EXERCISE OBJECTIVE: Copy out all the records below with every "search" replaced by "find", keeping everything else unchanged.

THE INPUT:

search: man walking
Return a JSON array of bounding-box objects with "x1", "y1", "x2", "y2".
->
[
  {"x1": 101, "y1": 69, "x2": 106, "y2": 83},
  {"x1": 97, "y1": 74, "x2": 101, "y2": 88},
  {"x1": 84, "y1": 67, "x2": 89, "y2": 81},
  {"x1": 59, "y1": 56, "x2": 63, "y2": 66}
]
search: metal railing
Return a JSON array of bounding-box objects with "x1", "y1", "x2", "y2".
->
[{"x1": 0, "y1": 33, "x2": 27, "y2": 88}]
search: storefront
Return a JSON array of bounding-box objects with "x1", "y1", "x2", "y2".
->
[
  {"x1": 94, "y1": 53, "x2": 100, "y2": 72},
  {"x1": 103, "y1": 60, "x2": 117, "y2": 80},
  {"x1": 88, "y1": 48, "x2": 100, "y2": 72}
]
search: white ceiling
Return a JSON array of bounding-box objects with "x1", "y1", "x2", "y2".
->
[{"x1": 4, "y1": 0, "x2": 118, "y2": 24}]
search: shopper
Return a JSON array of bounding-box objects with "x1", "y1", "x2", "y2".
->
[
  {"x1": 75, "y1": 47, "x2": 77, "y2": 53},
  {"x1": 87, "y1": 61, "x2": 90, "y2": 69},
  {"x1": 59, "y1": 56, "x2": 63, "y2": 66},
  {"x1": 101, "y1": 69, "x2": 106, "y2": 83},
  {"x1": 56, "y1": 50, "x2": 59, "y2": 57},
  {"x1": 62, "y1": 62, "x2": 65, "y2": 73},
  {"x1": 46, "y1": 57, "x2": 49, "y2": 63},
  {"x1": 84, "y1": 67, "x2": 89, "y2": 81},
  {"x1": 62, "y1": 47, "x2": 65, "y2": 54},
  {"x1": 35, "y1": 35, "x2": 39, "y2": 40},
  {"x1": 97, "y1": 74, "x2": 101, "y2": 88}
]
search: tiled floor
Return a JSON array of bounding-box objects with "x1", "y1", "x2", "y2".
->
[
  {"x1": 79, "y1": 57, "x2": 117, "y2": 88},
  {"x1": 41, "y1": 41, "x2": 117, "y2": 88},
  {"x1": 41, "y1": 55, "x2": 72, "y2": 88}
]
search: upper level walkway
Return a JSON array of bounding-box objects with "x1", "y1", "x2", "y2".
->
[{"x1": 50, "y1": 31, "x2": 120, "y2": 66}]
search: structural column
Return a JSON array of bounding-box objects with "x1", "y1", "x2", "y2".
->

WRITTEN SOLUTION:
find: man walking
Return a JSON array of bounding-box objects with "x1", "y1", "x2", "y2".
->
[
  {"x1": 101, "y1": 69, "x2": 106, "y2": 83},
  {"x1": 97, "y1": 74, "x2": 101, "y2": 88},
  {"x1": 84, "y1": 67, "x2": 89, "y2": 81},
  {"x1": 59, "y1": 56, "x2": 63, "y2": 66}
]
find: metal railing
Return a JSON array of bounding-box objects with "x1", "y1", "x2", "y2".
->
[{"x1": 0, "y1": 33, "x2": 27, "y2": 88}]
find: storefront
Return a JSON array of bounding-box objects with "x1", "y1", "x2", "y2".
->
[
  {"x1": 94, "y1": 53, "x2": 100, "y2": 72},
  {"x1": 103, "y1": 60, "x2": 117, "y2": 80},
  {"x1": 88, "y1": 48, "x2": 100, "y2": 72}
]
find: white ceiling
Return a JSON array of bounding-box objects with "x1", "y1", "x2", "y2".
->
[{"x1": 4, "y1": 0, "x2": 118, "y2": 24}]
find: shopper
Return a JSON array of bounding-box objects with "x1", "y1", "x2", "y2".
->
[
  {"x1": 75, "y1": 47, "x2": 77, "y2": 53},
  {"x1": 87, "y1": 61, "x2": 90, "y2": 69},
  {"x1": 59, "y1": 56, "x2": 63, "y2": 66},
  {"x1": 101, "y1": 69, "x2": 106, "y2": 83},
  {"x1": 56, "y1": 50, "x2": 59, "y2": 57},
  {"x1": 62, "y1": 62, "x2": 65, "y2": 73},
  {"x1": 46, "y1": 57, "x2": 49, "y2": 63},
  {"x1": 84, "y1": 67, "x2": 89, "y2": 81},
  {"x1": 62, "y1": 47, "x2": 65, "y2": 54},
  {"x1": 35, "y1": 35, "x2": 39, "y2": 40},
  {"x1": 97, "y1": 74, "x2": 101, "y2": 88}
]
find: tiled floor
Return a JSON array of bounding-box objects with "x1", "y1", "x2", "y2".
->
[
  {"x1": 79, "y1": 57, "x2": 117, "y2": 88},
  {"x1": 41, "y1": 41, "x2": 117, "y2": 88},
  {"x1": 41, "y1": 55, "x2": 72, "y2": 88}
]
find: upper level walkway
Return a JSON array of bounding-box objects with "x1", "y1", "x2", "y2".
->
[{"x1": 50, "y1": 31, "x2": 120, "y2": 66}]
find: structural column
Return a JSON array of bounding-box objects with "x1", "y1", "x2", "y2".
->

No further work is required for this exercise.